* [TASK INPUT]
>> begin

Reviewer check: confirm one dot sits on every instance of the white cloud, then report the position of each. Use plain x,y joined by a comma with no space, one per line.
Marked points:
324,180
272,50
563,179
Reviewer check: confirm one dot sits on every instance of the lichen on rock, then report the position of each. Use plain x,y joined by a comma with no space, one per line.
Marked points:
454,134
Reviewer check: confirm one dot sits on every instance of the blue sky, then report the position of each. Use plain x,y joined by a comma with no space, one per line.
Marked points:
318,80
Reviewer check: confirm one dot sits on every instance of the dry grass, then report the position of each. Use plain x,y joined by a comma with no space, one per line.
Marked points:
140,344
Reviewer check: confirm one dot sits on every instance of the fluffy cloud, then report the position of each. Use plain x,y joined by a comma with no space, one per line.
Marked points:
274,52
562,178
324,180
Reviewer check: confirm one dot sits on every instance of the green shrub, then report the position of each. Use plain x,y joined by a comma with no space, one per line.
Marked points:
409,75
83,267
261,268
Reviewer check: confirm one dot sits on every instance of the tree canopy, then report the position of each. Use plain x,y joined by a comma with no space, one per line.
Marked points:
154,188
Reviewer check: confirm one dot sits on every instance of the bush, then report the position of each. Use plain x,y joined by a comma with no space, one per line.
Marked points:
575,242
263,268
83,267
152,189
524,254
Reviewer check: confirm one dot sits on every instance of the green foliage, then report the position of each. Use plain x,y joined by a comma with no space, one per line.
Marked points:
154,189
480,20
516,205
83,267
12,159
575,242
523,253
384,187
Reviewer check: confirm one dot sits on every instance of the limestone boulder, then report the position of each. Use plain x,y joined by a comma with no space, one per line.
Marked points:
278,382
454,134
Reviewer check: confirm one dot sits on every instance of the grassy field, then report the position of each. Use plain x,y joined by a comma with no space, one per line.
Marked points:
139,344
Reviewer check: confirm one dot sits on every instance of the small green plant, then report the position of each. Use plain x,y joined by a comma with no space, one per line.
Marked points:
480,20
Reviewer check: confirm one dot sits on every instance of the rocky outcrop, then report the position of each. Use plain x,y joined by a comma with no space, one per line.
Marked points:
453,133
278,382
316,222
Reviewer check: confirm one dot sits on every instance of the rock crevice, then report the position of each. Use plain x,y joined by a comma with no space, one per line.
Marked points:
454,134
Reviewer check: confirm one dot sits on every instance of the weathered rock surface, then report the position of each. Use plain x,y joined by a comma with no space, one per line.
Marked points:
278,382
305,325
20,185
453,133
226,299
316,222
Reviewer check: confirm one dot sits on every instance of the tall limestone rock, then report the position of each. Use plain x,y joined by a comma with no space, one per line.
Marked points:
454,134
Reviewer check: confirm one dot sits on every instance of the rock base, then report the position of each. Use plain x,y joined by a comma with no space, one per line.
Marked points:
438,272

>> end

* [DO THIS]
Copy all of the material above word for word, every line included.

* [RESPONSE TO THIS EXERCISE]
Reviewer check: confirm one dot sits on every instance of the white cloud, then report the position of each. Use plain x,y joined by a comma with no space, one per line.
Marked points:
324,180
272,50
563,179
Reviewer check: confirm one dot sits on every instance of the lichen on rock, then report the position of each. Use plain x,y joined by a comma with no space, one per line.
Marked points:
454,134
Reviewer check: confirm one dot sits on every instance of the blue sky, then report the position of each. Use plain x,y joined by a comma with no space, one per line.
Marked points:
318,80
Reviewer check: confirm one dot sits on every instance of the dry grass, then report the position of each. Use plain x,y joined by a comma with no space, one per line.
Marked points:
140,344
Reviewer check: confirm one dot sits on every instance of the fluffy cloud, then report the position of each. Use plain x,y joined by a comma with no space, one per line.
Marked points:
274,52
562,178
324,180
Reviewer check: confirm one dot sits on every instance of the green shrub, then report the position of each. Use plain x,y joined by a comma with no space, one per line.
Marked points:
409,75
83,267
261,268
Reviewer check: confirm one dot sits on every instance of the tree canopy, then report the position of each. Use plain x,y joined by a comma with no space, one per line.
Marked points:
154,188
Reviewer check: confirm one dot sits on every instance of the bush, then report the position of each. Use plain x,y joined by a comma with no space, one per line.
Marked points:
575,242
263,268
83,267
152,189
524,254
Reviewer check: confirm one dot sits on every instance of the green foliage, then report the position of each. Use plain x,y joined by a comma with no space, one per line.
Marked points:
154,189
480,20
516,205
83,267
12,159
575,242
523,253
384,187
Reviewer check: confirm one dot sits on every instance of the limestone boulder, then report the position of each. Use plain x,y joined by a comma with no space, one per line.
Marked points:
278,382
454,134
Reviewer check: confirm one dot sits on every instance of the grassy field, then report the position of each. Use plain x,y joined by a comma with no space, one per line.
Marked points:
139,344
Reviewer check: confirm one dot sits on every instance of the small green plant, then report the position of each. Use plain x,y joined by a comma with no space, one per line.
Marked points:
480,20
Reviewer check: confirm one dot sits on every instance of the rocky outcrop, then report the position of each. Use plain x,y joined by a comma with no space, one per line.
Marked points:
453,133
278,382
316,222
Reviewer check: confirm one dot sits on every instance of the rock crevice, then report the position of each. Use plain x,y joined by a comma with no space, one per line.
Marked points:
454,134
Reviewer check: confirm one dot sits on every instance of the weathered rock surface, then report the position of each. Use plain x,y joined by a comma with no space, one per line.
Marked points:
278,382
305,325
20,185
453,133
226,299
316,222
Reviewer check: confirm one dot sits on every instance of the tall limestone rock, then report the position of each. Use plain x,y joined by a comma with no space, one per line.
Marked points:
454,134
Reviewer check: confirm one dot sits on every instance of the rock base, then report the position of each. Use plain x,y joined by a comma with no space, one per line.
Marked points:
438,272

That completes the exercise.